» SET TASKS:
1. In the excerpt on GDAL/OGR SQL functions, what generally happens when a geometry expression returns a NULL value for the first row?
2. Resume the excerpt on GDAL/OGR SQL functions, starting right after its final line.

» EXCERPT TO READ:
Spatialite SQL functions

When GDAL/OGR is build with support for the Spatialite library, a lot of extra SQL functions, in particular spatial functions, can be used in results column fields, WHERE clauses, etc....

SELECT EAS_ID, ST_Area(GEOMETRY) AS area FROM poly WHERE
    ST_Intersects(GEOMETRY, BuildCircleMbr(479750.6875,4764702.0,100))

returns:

OGRFeature(SELECT):0
EAS_ID (Real) = 169
area (Real) = 101429.9765625

OGRFeature(SELECT):1
EAS_ID (Real) = 165
area (Real) = 596610.3359375

OGRFeature(SELECT):2
EAS_ID (Real) = 170
area (Real) = 5268.8125

Note that due to the loose typing mechanism of SQLite, if a geometry expression returns a NULL value for the first row, this will generally cause OGR not to recognize the column as a geometry column. It might be then useful to sort the results by making sure that non-null geometries are returned first:

ogrinfo test.shp -sql "SELECT * FROM (SELECT ST_Buffer(geometry,5) AS geometry FROM test) ORDER BY geometry IS NULL ASC" -dialect sqlite

OGR datasource SQL functions

The ogr_datasource_load_layers(datasource_name[, update_mode[, prefix]]) function can be used to automatically load all the layers of a datasource as VirtualOGR tables.

sqlite> SELECT load_extension('libgdal.so');

sqlite> SELECT load_extension('mod_spatialite');

sqlite> SELECT ogr_datasource_load_layers('poly.shp');
1
sqlite> SELECT * FROM sqlite_master;
table|poly|poly|0|CREATE VIRTUAL TABLE "poly" USING VirtualOGR('poly.shp', 0, 'poly')

OGR layer SQL functions

The following SQL functions are available and operate on a layer name : ogr_layer_Extent(), ogr_layer_SRID(), ogr_layer_GeometryType() and ogr_layer_FeatureCount()

SELECT ogr_layer_Extent('poly'), ogr_layer_SRID('poly') AS srid,
    ogr_layer_GeometryType('poly') AS geomtype, ogr_layer_FeatureCount('poly') AS count
OGRFeature(SELECT):0
srid (Integer) = 40004
geomtype (String) = POLYGON
count (Integer) = 10
POLYGON ((478315.53125 4762880.5,481645.3125 4762880.5,481645.3125 4765610.5,478315.53125 4765610.5,478315.53125 4762880.5))

» DATA SECTION:
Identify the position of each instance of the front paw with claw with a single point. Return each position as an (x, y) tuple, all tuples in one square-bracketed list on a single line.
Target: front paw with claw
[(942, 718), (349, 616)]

» EXPECTED ANSWERS:
1. OGR generally does not recognize the column as a geometry column.

2.
OGR compression functions

ogr_deflate(text_or_blob[, compression_level]) returns a binary blob compressed with the ZLib deflate algorithm. See CPLZLibDeflate()

ogr_inflate(compressed_blob) returns the decompressed binary blob, from a blob compressed with the ZLib deflate algorithm. If the decompressed binary is a string, use CAST(ogr_inflate(compressed_blob) AS VARCHAR). See CPLZLibInflate().

Other functions

The hstore_get_value() function can be used to extract a value associate to a key from a HSTORE string, formatted like "key=>value,other_key=>other_value,..."

SELECT hstore_get_value('a => b, "key with space"=> "value with space"', 'key with space') --> 'value with space'

OGR geocoding functions

The following SQL functions are available : ogr_geocode(...) and ogr_geocode_reverse(...).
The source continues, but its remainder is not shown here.